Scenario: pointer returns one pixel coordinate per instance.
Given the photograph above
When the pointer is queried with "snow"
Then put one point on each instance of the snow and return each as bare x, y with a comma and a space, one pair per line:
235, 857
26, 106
---
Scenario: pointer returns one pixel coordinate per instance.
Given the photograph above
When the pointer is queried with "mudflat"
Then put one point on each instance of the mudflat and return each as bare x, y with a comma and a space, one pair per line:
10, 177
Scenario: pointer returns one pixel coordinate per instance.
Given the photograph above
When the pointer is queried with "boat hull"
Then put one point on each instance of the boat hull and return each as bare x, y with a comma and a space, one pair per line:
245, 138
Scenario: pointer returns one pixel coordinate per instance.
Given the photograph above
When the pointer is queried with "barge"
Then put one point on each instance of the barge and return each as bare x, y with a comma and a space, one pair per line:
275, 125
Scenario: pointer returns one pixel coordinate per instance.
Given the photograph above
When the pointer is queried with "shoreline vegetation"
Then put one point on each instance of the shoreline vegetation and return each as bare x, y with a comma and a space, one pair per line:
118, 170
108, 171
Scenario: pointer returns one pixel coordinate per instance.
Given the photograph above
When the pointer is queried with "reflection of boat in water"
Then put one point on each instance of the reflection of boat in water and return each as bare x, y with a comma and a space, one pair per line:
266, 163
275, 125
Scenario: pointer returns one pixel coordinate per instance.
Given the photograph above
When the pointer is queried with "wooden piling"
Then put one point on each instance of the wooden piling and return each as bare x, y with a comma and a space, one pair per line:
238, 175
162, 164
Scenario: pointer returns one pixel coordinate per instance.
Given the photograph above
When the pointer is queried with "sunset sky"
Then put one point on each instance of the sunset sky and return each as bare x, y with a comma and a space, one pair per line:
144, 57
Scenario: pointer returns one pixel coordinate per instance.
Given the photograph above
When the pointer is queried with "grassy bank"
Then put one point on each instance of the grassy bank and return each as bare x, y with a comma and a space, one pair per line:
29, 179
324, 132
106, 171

• **Required task**
List every line of the material above that contains the word "queried", treating uppercase and lowercase letters as different.

• **Answer to the problem**
When the pointer is queried with "snow"
When the pointer is queried with "mudflat"
When the pointer is queried with "boat hull"
When the pointer is queried with "barge"
When the pointer is queried with "shoreline vegetation"
When the pointer is queried with "reflection of boat in water"
When the pointer is queried with "wooden piling"
When the pointer is queried with "sunset sky"
When the pointer is queried with "grassy bank"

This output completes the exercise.